- Aim: Switch every "concrete wall" in these lines to "brick wall" and keep all else as it is. Leave the pictures out of your answer.

- Records from a point labeling set:
:::

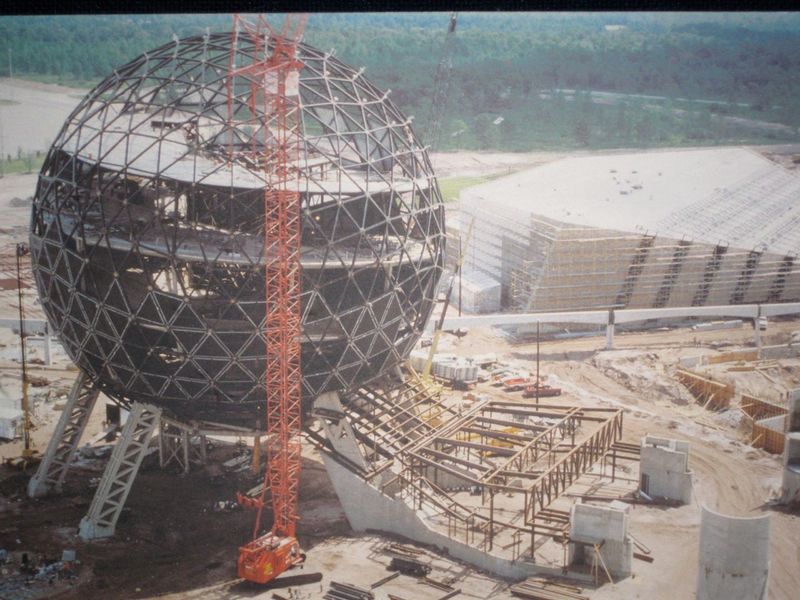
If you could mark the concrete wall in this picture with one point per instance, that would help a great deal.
(733, 558)
(664, 469)
(791, 450)
(596, 524)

:::

- Worked answer:
If you could mark the brick wall in this picture with one point per instance, that would help a great deal.
(733, 558)
(664, 469)
(791, 450)
(596, 524)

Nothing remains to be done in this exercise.